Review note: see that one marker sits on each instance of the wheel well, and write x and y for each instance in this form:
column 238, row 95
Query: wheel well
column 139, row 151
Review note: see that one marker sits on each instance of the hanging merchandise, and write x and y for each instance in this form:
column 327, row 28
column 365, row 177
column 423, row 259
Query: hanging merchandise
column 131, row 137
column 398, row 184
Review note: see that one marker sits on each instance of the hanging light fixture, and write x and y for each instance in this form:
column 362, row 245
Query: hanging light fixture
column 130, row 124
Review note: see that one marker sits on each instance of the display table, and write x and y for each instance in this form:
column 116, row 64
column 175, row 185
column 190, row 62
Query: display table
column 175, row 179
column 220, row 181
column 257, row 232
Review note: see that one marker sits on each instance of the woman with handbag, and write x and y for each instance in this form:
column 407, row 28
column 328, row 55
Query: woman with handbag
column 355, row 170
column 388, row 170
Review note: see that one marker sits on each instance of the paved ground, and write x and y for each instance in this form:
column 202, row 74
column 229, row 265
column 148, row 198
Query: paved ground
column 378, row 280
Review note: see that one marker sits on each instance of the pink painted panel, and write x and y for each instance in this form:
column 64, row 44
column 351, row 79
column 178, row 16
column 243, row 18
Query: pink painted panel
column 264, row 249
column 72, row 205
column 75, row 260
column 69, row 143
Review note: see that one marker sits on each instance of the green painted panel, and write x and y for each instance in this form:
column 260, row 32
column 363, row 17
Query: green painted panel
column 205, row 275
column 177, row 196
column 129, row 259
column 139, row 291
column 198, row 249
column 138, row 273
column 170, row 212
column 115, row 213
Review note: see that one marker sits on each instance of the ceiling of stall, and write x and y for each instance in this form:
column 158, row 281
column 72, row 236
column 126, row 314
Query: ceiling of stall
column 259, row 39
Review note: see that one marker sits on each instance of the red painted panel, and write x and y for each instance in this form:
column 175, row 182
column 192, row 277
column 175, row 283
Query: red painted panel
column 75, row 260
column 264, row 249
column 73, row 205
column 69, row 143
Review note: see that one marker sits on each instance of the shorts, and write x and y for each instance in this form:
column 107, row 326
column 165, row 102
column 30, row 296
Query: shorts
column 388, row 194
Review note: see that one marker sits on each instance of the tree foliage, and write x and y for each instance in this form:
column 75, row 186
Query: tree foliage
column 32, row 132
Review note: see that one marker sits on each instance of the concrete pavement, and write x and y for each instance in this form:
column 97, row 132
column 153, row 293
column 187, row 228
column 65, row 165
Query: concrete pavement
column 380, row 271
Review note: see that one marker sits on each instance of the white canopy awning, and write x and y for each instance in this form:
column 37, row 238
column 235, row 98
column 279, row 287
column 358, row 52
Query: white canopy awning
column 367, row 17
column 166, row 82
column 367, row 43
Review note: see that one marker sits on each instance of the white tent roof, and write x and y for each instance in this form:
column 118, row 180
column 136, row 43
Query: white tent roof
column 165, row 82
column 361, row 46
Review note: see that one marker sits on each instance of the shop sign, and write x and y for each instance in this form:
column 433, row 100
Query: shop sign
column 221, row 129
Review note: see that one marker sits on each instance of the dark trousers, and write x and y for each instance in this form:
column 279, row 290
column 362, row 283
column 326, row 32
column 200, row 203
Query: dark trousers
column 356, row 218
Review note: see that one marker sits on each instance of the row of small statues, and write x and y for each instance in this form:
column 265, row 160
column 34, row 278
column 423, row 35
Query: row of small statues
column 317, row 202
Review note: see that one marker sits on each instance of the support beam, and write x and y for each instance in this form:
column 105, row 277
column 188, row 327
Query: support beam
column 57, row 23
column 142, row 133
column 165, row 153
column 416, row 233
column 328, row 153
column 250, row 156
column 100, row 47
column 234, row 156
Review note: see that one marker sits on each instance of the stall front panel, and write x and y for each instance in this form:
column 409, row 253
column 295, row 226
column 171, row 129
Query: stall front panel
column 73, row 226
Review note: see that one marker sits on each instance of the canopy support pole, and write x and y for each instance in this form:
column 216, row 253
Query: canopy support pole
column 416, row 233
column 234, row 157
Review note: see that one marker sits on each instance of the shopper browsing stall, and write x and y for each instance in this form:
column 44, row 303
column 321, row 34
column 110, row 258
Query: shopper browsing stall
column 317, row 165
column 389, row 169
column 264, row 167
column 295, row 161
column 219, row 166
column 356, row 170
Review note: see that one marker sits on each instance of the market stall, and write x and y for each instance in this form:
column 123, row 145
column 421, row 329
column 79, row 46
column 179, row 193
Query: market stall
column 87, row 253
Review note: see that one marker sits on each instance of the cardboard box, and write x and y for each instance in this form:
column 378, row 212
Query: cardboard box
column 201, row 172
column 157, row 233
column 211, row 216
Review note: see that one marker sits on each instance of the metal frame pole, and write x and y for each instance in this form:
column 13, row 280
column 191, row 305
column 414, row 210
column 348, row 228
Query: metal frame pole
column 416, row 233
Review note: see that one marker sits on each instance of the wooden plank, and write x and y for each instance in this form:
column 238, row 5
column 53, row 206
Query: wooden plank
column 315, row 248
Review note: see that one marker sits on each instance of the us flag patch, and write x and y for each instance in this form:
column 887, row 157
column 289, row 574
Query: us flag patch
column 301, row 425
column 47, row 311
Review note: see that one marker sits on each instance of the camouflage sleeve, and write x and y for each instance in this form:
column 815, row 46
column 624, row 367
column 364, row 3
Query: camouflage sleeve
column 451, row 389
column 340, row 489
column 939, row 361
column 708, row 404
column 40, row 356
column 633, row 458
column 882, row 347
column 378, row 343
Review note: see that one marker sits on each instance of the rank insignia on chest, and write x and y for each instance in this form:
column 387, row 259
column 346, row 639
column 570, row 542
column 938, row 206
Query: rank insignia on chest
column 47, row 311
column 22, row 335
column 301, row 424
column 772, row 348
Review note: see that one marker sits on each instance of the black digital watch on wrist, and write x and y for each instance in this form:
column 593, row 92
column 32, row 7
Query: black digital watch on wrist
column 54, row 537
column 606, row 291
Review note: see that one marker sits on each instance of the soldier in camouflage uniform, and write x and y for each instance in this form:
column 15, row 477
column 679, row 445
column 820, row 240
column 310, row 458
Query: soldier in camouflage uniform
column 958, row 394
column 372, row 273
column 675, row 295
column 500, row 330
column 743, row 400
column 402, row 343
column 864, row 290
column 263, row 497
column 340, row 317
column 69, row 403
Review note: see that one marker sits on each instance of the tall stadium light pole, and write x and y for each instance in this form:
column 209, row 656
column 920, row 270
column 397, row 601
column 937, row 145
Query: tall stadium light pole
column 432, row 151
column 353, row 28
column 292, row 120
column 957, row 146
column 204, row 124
──────
**To do**
Copy every item above word for word, keeping all of its lines in their original order.

**Solution**
Review note: see that one marker sits on each instance of the wheel well, and write x and y for each instance in this form:
column 238, row 95
Query: wheel well
column 139, row 151
Review note: see that one marker sits on each instance of the hanging merchandise, and write x and y for each instance in this form:
column 327, row 28
column 365, row 177
column 423, row 259
Query: hanging merchandise
column 131, row 137
column 398, row 184
Review note: see that one marker sits on each instance of the hanging light fixture, and write x and y for each instance in this form:
column 362, row 245
Query: hanging light fixture
column 130, row 124
Review note: see that one marker sits on each instance of the display table, and write x and y for each instance in this form:
column 116, row 64
column 175, row 185
column 190, row 62
Query: display table
column 175, row 179
column 220, row 181
column 257, row 232
Review note: see that one marker sits on each instance of the woman with handbag, and write x and y for each instance in this form:
column 407, row 28
column 328, row 55
Query: woman with handbag
column 355, row 170
column 388, row 170
Review note: see that one marker sits on each instance of the paved ground, and write x and y for each instance in this form:
column 202, row 74
column 229, row 265
column 148, row 198
Query: paved ground
column 378, row 280
Review note: see that one marker sits on each instance of the pink painted panel, and write x and y for each instance in this form:
column 64, row 44
column 351, row 79
column 178, row 16
column 243, row 18
Query: pink painted panel
column 264, row 249
column 72, row 205
column 75, row 260
column 69, row 143
Review note: see that one marker sits on each instance of the green painted panel, and write x and y for each instance in this form:
column 260, row 32
column 363, row 17
Query: green painted panel
column 205, row 275
column 177, row 196
column 129, row 259
column 139, row 291
column 198, row 249
column 138, row 273
column 170, row 212
column 115, row 213
Review note: see that one marker sits on each instance of the ceiling of stall, and write x and y for each instance in this form:
column 158, row 281
column 72, row 236
column 126, row 314
Query: ceiling of stall
column 259, row 39
Review note: see that one marker sits on each instance of the red painted panel, and write x and y for each instance in this form:
column 175, row 182
column 192, row 277
column 175, row 283
Query: red painted panel
column 75, row 260
column 264, row 249
column 73, row 205
column 69, row 143
Review note: see that one marker sits on each instance of the shorts, and write x and y for each instance in this form:
column 107, row 326
column 165, row 102
column 30, row 296
Query: shorts
column 388, row 194
Review note: see that one marker sits on each instance of the tree foliage, and write x and y for each instance in this form:
column 75, row 186
Query: tree foliage
column 32, row 132
Review note: see that one marker sits on each instance of the concrete pavement, and write x and y for each instance in this form:
column 97, row 132
column 153, row 293
column 187, row 228
column 65, row 165
Query: concrete pavement
column 380, row 271
Review note: see that one marker sits on each instance of the white canopy awning, and write x and y for each instance in this form:
column 37, row 238
column 235, row 98
column 279, row 287
column 358, row 52
Query: white canopy awning
column 367, row 17
column 166, row 82
column 367, row 43
Review note: see that one marker sits on each instance of the white tent roof, and write x and y for each instance in this form:
column 118, row 180
column 136, row 43
Query: white tent roof
column 165, row 82
column 361, row 46
Review note: see that one marker sits on each instance of the shop sign, and write x and y for each instance in this form:
column 433, row 100
Query: shop sign
column 221, row 129
Review note: see that one marker sits on each instance of the dark trousers, and write x and y for each instance in this form:
column 279, row 290
column 362, row 283
column 326, row 32
column 200, row 203
Query: dark trousers
column 356, row 218
Review note: see that one marker sits on each instance of the row of small statues, and write x and y for each instance in this form:
column 265, row 160
column 34, row 278
column 423, row 35
Query: row of small statues
column 317, row 202
Review note: see that one marker sits on each instance of the support beam, and write x and y for each instance in this form:
column 105, row 277
column 188, row 327
Query: support beam
column 57, row 23
column 142, row 133
column 165, row 153
column 416, row 233
column 328, row 153
column 250, row 156
column 100, row 47
column 234, row 156
Review note: see that one marker sits on each instance of the stall front panel, and write x and y for each instance in this form:
column 409, row 253
column 295, row 226
column 171, row 129
Query: stall front panel
column 73, row 226
Review note: see that one marker sits on each instance of the canopy support pole, and write x and y for each instance in this form:
column 216, row 253
Query: canopy support pole
column 416, row 233
column 234, row 157
Review note: see that one marker sits on each instance of the shopper browsing stall, and write x and y for each instance in this form:
column 44, row 303
column 321, row 34
column 110, row 258
Query: shopper browsing stall
column 317, row 165
column 389, row 169
column 264, row 167
column 295, row 161
column 219, row 166
column 356, row 170
Review note: see that one marker sits on each instance of the market stall, and write x and y for each instance in this form:
column 123, row 145
column 421, row 329
column 79, row 46
column 179, row 193
Query: market stall
column 87, row 253
Review note: see that one marker sits on each instance of the cardboard box, and write x and y for each instance in this form:
column 378, row 212
Query: cardboard box
column 201, row 172
column 157, row 233
column 211, row 216
Review note: see that one marker sits on each instance of the metal frame pole, and write x and y for each instance in this form:
column 13, row 280
column 191, row 305
column 414, row 210
column 348, row 228
Query: metal frame pole
column 416, row 233
Review note: see that one marker sits on each instance of the wooden plank, and write x and y for each instance in this form:
column 238, row 5
column 53, row 206
Query: wooden plank
column 315, row 248
Review note: see that one marker sits on each instance of the us flag patch, and write x and y for each instance in this form:
column 887, row 157
column 289, row 574
Query: us flag patch
column 301, row 425
column 47, row 311
Review note: see that one marker sits on each instance of the camouflage sleeve, and write x and y for each instance in this form:
column 815, row 46
column 624, row 367
column 364, row 3
Query: camouflage sleeve
column 451, row 389
column 340, row 489
column 939, row 361
column 708, row 404
column 40, row 356
column 633, row 458
column 882, row 347
column 378, row 343
Review note: see that one marker sits on each instance of the rank insignia on chest, and write x and y for each instance in this form:
column 387, row 259
column 346, row 639
column 570, row 542
column 938, row 206
Query: rank insignia on chest
column 47, row 311
column 22, row 335
column 301, row 424
column 772, row 348
Review note: see that one marker sits on each instance of the black digital watch on wrist, and write x and y for each instance in this form:
column 593, row 92
column 32, row 7
Query: black digital watch on wrist
column 54, row 537
column 606, row 291
Review note: see that one marker sits on each instance of the soldier in camouflage uniform, and write x and y for each instance in this form:
column 15, row 477
column 679, row 445
column 820, row 240
column 310, row 458
Query: soldier in camouflage uniform
column 958, row 394
column 372, row 273
column 675, row 295
column 500, row 330
column 743, row 400
column 402, row 343
column 864, row 290
column 263, row 497
column 340, row 317
column 69, row 403
Review note: see that one marker sits on each instance of the tall stadium light pole, and write x and y for each instance in this form:
column 209, row 656
column 920, row 270
column 397, row 601
column 937, row 145
Query: tall stadium light pole
column 432, row 151
column 353, row 28
column 292, row 120
column 957, row 146
column 204, row 124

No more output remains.